─── Supplied records ───
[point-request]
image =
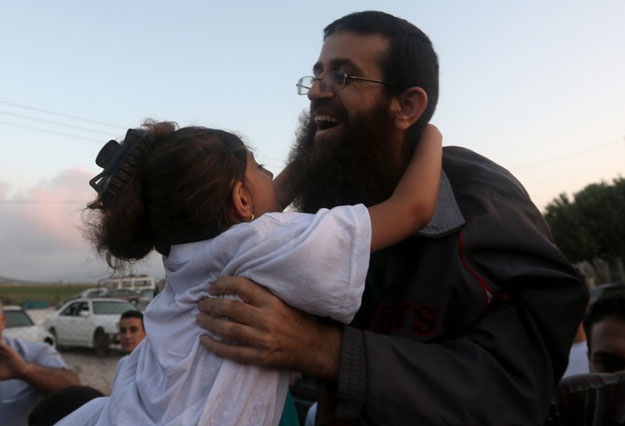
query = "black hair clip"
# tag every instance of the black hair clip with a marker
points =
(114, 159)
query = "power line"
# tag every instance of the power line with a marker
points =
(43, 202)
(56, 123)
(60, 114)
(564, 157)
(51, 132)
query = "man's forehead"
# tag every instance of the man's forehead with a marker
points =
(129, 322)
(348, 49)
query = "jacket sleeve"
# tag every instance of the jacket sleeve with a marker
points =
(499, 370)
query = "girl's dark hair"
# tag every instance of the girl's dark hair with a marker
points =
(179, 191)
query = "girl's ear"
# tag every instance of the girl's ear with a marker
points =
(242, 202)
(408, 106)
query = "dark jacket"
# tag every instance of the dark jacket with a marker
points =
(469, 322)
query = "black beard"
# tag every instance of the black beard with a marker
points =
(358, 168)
───
─── Supplied records ───
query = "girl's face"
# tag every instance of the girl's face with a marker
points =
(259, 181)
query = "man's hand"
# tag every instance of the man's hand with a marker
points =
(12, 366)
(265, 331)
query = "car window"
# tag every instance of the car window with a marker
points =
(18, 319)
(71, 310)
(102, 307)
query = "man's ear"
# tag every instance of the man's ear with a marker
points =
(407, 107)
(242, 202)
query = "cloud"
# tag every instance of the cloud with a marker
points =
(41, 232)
───
• What is asked
Count the rows above that contain the string "forehead", treating uppercase and lowercase as different, and give only the number.

• Final result
2